Given records

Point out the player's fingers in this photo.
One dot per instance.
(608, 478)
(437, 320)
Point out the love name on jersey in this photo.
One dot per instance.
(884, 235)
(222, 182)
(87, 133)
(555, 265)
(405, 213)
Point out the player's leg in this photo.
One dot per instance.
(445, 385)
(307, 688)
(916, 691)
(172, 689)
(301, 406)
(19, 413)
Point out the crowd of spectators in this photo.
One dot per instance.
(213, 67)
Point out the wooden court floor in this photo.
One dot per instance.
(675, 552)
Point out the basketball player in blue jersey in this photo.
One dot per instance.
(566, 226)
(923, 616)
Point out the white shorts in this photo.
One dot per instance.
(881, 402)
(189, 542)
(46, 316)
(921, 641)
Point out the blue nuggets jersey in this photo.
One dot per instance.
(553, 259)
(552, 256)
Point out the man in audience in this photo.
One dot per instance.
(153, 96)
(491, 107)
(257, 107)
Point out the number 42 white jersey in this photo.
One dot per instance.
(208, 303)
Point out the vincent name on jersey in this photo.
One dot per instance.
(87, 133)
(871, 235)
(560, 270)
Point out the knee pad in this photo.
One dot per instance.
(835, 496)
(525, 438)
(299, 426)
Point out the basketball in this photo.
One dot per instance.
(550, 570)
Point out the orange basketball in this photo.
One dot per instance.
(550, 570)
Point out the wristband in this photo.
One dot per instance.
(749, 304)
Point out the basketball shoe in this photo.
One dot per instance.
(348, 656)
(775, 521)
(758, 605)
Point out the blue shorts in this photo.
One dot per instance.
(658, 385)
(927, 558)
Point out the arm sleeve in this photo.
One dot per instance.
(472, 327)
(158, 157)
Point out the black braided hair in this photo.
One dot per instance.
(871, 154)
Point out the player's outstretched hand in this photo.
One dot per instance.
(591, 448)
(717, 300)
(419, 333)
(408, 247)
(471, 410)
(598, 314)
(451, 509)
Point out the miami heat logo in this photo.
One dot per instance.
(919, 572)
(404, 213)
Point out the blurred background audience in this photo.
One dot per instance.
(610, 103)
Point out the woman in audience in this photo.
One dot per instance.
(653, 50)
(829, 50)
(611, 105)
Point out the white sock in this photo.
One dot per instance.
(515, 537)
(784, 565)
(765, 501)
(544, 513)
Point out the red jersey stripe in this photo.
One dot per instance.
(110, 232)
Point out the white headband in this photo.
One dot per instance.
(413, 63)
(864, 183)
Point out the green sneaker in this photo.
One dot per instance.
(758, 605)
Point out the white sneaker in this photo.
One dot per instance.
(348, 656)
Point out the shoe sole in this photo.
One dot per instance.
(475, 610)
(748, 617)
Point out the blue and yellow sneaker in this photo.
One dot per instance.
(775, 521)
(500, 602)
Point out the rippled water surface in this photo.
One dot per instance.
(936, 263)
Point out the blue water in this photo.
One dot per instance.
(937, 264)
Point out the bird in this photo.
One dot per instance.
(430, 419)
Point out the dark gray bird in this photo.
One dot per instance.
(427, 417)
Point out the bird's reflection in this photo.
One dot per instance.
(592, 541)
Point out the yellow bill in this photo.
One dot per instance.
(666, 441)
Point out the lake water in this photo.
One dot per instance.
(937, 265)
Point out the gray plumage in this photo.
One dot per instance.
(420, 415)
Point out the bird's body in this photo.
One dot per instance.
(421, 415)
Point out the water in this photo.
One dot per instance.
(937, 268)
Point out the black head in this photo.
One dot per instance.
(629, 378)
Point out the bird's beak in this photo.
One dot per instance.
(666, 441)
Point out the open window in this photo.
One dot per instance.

Goal
Copy every one of the lines above word for word, with nothing changed, added, or left out.

Solution to this problem
Point out the player's fingers in this photo.
One dot per instance.
(608, 478)
(437, 320)
Point out the love name on jersey in this photo.
One dot per instance.
(884, 235)
(222, 182)
(87, 133)
(555, 265)
(405, 213)
Point out the player's leg in this photo.
One dot per instance.
(445, 385)
(307, 688)
(916, 691)
(172, 689)
(301, 406)
(19, 413)
Point out the crowd of spectators in this photo.
One dot per instance.
(213, 67)
Point out the wooden court floor in this photo.
One dot per instance.
(675, 552)
Point out the basketball player in blue jersey in this photo.
One dot per instance.
(566, 226)
(923, 616)
Point out the white shorts in this photo.
One dot per instance.
(881, 402)
(189, 542)
(46, 316)
(921, 641)
Point out the blue nuggets jersey in this photo.
One dot per instance.
(553, 259)
(552, 256)
Point out the man in audience in this photo.
One dot per instance.
(153, 96)
(491, 107)
(257, 107)
Point out the number 42 white jersey in this photo.
One dot per instance.
(208, 303)
Point out the vincent name on jersey in this photo.
One dot per instance.
(87, 133)
(871, 235)
(560, 270)
Point out the knee pad in this photo.
One dot per instance.
(835, 496)
(525, 438)
(299, 426)
Point out the basketball in this photo.
One dot per instance.
(550, 570)
Point out the orange basketball in this photo.
One dot per instance.
(550, 570)
Point out the wristband in this photo.
One dot per instance.
(749, 304)
Point out the basketball shoe in this photo.
One dot per instance.
(348, 656)
(775, 521)
(758, 605)
Point out the blue shorts in this photo.
One dot per instance.
(658, 385)
(927, 558)
Point out the arm sleeve in this photo.
One dot per instance.
(472, 327)
(158, 157)
Point out the black braided hair in this photo.
One dot per instance.
(871, 154)
Point out the player's outstretched hand in this photo.
One dot per instance.
(591, 448)
(717, 300)
(419, 333)
(408, 247)
(471, 410)
(598, 314)
(451, 509)
Point out the miami heat logo in this photo.
One dot per instance.
(919, 572)
(404, 213)
Point out the blurred background audience in this photo.
One dot per instance.
(610, 103)
Point out the woman in audience in this photo.
One dot per instance.
(653, 50)
(829, 50)
(611, 105)
Point out the white sock in this photo.
One dot per instance.
(515, 537)
(784, 565)
(765, 501)
(544, 513)
Point out the red jersey stripe in this photo.
One dot per instance.
(110, 232)
Point out the white headband in this photo.
One dot per instance.
(413, 63)
(864, 183)
Point out the green sneaker in this photo.
One dot per instance.
(758, 605)
Point out the white sneaker in this photo.
One dot per instance.
(348, 656)
Point out the shoe sole in this photo.
One dot per instance.
(475, 610)
(748, 617)
Point out the blue and yellow sneaker in this photo.
One dot per instance.
(775, 521)
(500, 602)
Point out the rippled water surface in this photo.
One dot per instance.
(936, 263)
Point out the blue water in this photo.
One dot per instance.
(937, 264)
Point out the bird in this photo.
One dot per instance.
(430, 419)
Point out the dark gray bird in this photo.
One dot per instance.
(427, 417)
Point out the bird's reflection in this photo.
One dot per instance.
(592, 541)
Point out the yellow bill in this photo.
One dot per instance.
(666, 441)
Point out the lake water in this photo.
One dot per instance.
(937, 265)
Point out the gray plumage in this photo.
One dot per instance.
(420, 415)
Point out the bird's body in this photo.
One dot per instance.
(421, 415)
Point out the water in this photo.
One dot per instance.
(937, 268)
Point out the black head in this photo.
One dot per instance.
(629, 378)
Point out the bird's beak in this photo.
One dot per instance.
(666, 441)
Point out the open window in this photo.
One dot per instance.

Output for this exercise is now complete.